• _STATED EXERCISE_: Render everything from the first line of the records down to the line containing "(1021, 636)", both ends included, as a JSON list of strings with one string per line and blank lines left out.

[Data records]
## BEGIN
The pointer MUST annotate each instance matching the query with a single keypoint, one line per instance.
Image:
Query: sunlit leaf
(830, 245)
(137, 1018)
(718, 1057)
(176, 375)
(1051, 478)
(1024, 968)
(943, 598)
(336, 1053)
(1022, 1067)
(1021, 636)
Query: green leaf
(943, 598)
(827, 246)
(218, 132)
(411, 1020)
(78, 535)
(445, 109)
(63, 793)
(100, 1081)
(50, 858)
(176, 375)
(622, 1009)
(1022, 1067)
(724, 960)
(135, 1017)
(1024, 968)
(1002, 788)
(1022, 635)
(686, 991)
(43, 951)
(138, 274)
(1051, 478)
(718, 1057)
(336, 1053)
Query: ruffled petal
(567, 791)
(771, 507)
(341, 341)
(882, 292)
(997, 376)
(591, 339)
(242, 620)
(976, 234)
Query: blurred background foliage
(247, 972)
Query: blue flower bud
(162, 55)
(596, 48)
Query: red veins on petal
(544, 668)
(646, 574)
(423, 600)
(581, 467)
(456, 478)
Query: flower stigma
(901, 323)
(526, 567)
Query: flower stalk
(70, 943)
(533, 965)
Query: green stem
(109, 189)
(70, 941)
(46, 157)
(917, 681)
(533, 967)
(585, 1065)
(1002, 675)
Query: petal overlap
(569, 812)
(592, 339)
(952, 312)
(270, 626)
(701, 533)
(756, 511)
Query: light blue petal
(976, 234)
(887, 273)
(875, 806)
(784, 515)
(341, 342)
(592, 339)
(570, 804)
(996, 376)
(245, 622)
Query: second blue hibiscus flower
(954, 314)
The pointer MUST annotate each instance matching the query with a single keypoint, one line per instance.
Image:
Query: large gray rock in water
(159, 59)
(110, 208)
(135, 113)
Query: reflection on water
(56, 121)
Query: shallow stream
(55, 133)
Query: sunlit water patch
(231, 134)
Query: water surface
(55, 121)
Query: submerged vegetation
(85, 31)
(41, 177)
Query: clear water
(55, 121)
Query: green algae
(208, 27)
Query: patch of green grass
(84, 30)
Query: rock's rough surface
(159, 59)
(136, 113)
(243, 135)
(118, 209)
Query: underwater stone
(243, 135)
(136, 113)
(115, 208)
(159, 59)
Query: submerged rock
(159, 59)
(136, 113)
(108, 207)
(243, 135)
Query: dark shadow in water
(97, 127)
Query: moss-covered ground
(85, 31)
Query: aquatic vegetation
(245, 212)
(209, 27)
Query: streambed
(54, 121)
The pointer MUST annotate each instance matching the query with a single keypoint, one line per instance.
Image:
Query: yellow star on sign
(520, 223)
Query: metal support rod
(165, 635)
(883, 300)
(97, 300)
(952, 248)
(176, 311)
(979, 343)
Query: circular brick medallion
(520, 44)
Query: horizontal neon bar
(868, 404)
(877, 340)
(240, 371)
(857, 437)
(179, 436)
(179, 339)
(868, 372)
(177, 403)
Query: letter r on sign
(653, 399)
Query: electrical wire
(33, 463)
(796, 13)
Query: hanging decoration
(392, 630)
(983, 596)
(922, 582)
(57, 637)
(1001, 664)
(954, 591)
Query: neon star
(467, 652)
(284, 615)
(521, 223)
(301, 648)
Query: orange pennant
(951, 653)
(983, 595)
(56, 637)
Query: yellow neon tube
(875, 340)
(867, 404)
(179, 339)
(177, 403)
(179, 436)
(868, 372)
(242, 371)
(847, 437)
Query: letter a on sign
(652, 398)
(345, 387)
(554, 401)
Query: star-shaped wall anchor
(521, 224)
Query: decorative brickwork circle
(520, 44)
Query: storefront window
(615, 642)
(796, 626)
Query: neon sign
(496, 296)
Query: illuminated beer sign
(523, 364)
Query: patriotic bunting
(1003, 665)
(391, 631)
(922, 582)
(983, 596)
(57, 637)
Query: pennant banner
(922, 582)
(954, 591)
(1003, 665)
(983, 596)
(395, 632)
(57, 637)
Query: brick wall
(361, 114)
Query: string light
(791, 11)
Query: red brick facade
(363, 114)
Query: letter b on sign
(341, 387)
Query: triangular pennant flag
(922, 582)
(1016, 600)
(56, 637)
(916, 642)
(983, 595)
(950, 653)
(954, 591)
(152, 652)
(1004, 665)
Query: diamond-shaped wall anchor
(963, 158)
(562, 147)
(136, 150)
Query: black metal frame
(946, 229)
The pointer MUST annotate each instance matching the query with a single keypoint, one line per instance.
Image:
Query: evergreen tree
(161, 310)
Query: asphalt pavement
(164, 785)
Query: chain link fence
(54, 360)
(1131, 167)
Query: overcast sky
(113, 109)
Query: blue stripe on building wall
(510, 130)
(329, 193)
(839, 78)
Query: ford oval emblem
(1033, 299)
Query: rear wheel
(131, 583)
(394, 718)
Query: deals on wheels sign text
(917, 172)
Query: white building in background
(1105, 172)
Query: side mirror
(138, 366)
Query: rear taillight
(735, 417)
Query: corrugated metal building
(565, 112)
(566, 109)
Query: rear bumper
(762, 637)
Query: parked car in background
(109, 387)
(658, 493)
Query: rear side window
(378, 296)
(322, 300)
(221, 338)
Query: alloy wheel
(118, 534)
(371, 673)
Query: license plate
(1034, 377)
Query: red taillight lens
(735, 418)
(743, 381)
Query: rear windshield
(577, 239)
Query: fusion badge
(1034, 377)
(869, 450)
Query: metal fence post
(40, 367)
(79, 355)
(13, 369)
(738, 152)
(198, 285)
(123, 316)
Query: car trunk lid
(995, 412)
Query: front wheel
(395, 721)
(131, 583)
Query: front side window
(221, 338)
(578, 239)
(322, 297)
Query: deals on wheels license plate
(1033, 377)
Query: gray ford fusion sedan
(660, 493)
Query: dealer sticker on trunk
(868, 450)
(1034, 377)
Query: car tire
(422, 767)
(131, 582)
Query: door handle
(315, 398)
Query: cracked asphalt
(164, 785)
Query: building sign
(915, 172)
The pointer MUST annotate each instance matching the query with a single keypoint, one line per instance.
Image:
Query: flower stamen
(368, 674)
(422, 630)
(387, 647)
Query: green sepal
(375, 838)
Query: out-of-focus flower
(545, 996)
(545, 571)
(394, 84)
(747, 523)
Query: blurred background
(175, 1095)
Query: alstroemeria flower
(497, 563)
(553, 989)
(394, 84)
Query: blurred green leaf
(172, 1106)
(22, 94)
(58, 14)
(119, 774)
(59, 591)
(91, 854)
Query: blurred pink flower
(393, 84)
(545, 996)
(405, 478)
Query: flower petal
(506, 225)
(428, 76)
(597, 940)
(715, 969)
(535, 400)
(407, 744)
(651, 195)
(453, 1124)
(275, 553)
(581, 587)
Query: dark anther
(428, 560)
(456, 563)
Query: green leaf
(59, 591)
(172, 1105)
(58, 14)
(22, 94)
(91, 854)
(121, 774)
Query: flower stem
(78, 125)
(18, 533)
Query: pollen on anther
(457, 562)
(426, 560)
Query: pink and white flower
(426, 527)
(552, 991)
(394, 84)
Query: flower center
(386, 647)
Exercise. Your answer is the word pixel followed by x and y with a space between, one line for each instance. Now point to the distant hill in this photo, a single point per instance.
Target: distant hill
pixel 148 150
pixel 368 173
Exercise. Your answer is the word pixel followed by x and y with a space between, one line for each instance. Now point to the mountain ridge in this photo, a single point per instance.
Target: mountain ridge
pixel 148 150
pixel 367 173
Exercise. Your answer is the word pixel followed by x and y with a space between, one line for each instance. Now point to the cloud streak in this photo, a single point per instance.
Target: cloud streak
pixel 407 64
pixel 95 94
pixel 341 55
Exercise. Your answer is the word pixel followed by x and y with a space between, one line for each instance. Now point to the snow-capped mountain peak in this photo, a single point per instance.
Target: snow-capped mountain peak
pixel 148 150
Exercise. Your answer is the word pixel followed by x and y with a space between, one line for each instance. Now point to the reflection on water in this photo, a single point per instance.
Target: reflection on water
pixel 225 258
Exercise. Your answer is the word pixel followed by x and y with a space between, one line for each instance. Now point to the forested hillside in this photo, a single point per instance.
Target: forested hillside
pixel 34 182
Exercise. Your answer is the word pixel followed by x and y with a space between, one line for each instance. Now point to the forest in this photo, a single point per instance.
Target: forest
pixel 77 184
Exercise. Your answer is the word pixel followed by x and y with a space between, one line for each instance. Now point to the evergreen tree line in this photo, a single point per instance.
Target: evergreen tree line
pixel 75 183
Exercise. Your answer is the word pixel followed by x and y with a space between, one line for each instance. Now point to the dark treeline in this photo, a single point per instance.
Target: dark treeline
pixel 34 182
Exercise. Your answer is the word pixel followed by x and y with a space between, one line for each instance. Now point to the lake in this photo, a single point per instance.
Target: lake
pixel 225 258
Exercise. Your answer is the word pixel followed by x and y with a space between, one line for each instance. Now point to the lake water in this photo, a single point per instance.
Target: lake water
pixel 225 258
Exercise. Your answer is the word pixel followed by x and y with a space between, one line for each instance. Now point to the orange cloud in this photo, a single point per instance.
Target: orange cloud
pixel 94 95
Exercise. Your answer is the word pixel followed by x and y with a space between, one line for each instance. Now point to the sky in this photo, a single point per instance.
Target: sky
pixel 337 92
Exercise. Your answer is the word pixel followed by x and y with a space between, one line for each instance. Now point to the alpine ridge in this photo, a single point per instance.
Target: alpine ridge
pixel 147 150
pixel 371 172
## END
• _ANSWER IN FULL_:
[
  "The pointer MUST annotate each instance matching the query with a single keypoint, one line per instance.",
  "Image:",
  "Query: sunlit leaf",
  "(830, 245)",
  "(137, 1018)",
  "(718, 1057)",
  "(176, 375)",
  "(1051, 478)",
  "(1024, 968)",
  "(943, 598)",
  "(336, 1053)",
  "(1022, 1067)",
  "(1021, 636)"
]